PROVIDED PASSAGE:
Start

Finding the trial court’s decisions were within its discretion, we affirm.
BACKGROUND
¶3. In 2003, Dawn Warren and Wendy Colson purchased a corporation called Durfold,
which manufactures furnishings for the healthcare environment, including reclining chairs
and bariatric furniture. Wendy and Dawn are sisters-in-law. When they bought Durfold,
they each owned 50%.
¶4. The purchase of Durfold included a building and real property at 102 Upton Drive in
Jackson. The building serves as a combination office, manufacturing plant, and warehouse
for Durfold. The same year of the purchase, Wendy and Dawn created a separate company,
Medecon, which was set up as a two-member LLC. The building and real property at 102
Upton Drive were deeded to the new LLC.
¶5. The concept was that Durfold would then pay rent to Medecon, generating a different
income stream and lowering the owners’ tax burdens, as the rent payments could be
deducted as business expenses. If the sisters-in-law chose to sell Durfold, the building now
owned by Medecon could also serve as an investment vehicle or generate rental income from
another company. There was originally a written lease between the two companies, but for
many years, Durfold did not actually write checks to Medecon for rent.
¶6. After a period of time, the relationship of the two owners fell apart. After mediation,
and pursuant to a settlement agreement, Dawn bought out Wendy’s interest in Durfold in the
2 process becoming its 100% owner.

End

MATERIAL:
Start

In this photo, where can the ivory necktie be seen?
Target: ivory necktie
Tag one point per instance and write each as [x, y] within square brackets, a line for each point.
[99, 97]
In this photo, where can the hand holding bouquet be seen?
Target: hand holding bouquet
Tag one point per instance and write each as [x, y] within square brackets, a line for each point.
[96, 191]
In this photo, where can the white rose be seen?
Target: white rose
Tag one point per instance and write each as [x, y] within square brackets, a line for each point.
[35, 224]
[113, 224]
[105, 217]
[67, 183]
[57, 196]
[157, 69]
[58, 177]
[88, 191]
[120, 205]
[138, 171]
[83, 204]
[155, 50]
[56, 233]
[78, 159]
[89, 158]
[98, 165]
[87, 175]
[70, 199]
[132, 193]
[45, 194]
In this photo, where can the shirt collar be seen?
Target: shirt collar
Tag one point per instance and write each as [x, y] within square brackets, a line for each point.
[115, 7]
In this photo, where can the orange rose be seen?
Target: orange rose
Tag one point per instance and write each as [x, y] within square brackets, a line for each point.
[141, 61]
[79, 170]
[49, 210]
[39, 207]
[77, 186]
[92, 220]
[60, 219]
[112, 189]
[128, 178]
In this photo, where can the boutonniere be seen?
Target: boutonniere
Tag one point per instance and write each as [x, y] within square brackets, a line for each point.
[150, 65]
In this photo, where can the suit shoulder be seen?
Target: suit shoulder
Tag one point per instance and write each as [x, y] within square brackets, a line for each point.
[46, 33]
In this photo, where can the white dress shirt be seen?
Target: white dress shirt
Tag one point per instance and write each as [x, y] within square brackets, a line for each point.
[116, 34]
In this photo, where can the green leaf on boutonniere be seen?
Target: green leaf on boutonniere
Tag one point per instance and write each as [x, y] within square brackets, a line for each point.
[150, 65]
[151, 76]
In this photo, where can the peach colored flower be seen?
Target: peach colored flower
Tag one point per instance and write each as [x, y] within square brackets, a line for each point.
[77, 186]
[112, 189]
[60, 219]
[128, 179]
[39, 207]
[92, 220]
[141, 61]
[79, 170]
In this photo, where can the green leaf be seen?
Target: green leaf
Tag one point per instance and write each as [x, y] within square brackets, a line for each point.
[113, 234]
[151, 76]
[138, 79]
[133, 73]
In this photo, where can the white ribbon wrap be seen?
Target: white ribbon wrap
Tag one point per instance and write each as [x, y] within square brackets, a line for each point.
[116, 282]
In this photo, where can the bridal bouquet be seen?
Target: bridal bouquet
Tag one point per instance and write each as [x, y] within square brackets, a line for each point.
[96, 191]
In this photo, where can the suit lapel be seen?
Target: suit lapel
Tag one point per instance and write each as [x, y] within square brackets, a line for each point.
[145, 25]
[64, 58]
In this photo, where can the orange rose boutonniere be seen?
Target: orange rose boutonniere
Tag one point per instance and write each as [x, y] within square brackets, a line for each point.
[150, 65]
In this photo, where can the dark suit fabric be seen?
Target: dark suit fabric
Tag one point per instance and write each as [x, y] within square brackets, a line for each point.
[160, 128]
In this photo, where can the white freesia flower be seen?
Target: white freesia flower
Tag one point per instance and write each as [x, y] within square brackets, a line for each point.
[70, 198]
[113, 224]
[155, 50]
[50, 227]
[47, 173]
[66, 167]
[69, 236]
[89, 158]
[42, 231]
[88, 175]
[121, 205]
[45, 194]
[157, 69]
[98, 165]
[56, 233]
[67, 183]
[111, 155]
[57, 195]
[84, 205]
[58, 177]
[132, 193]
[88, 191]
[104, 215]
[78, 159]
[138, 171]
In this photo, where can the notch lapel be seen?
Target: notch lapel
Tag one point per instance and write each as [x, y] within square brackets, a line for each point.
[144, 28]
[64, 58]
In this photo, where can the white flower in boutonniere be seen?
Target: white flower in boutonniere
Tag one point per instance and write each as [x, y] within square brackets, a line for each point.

End

TASKS AND EXERCISES:
1. In the court opinion excerpt about Durfold, at what address are the building and real property that were deeded to Medecon?
2. Carry on the court opinion excerpt about the Durfold dispute from its final sentence.
The records come from a separate source and are unrelated to the court opinion excerpt.

TASK RESPONSES:
1. 102 Upton Drive in Jackson.

2.
¶7. But Medecon was not addressed in this mediation. The LLC was still owned by Dawn
and Wendy, who no longer communicated except through lawyers and their CPA. Durfold
still occupied Medecon’s building.
¶8. Durfold began to write monthly checks pursuant to the now-expired lease to Medecon.
Each month, a check in the amount of $2,750.54 was cut but not deposited. Because there
was a problem: Medecon did not have a bank account, and neither of its two members would
reach out to the other to set one up. Tens of thousands of dollars in potential revenue to
Medecon were beyond the reach of the two members because the checks could not be cashed.
¶9. But because Durfold was claiming the rent checks it was writing were subject to a
deduction from taxable income, the two owners of Medecon were facing the reality that they
had to pay taxes on money that did not actually reach their pockets since there was no bank
account to receive the funds.
PROCEDURAL HISTORY
¶10. Wendy, becoming frustrated that she was still nominally in business with her former
partner in Durfold, filed a lawsuit to judicially dissolve Medecon. In her complaint, she
alleged that “Medecon, LLC was established for the acquisition and management of real
estate.” She argued that Dawn had “abused her authority in the management and operation
of Medecon, LLC” and that it was no longer “reasonably practicable to continue to carry on
the business[.]” She requested attorney’s fees and “pray[ed] for such further or additional
relief as is proper in the premises including an award of attorney fees.”
3 ¶11. By the time of trial, the uncashed checks from Durfold to Medecon spanned thirty-six
months, totaling $99,019. Dawn, as full owner of Durfold, testified under oath the full
amount was set aside, and the checks could be cashed immediately.
¶12. During trial, Dawn explained Medecon did not have a bank account because she did
not feel like she should open one as only a part owner. While Wendy would dispute this,
Dawn claimed that at one point Durfold had business troubles because Wendy had
unilaterally opened a business account.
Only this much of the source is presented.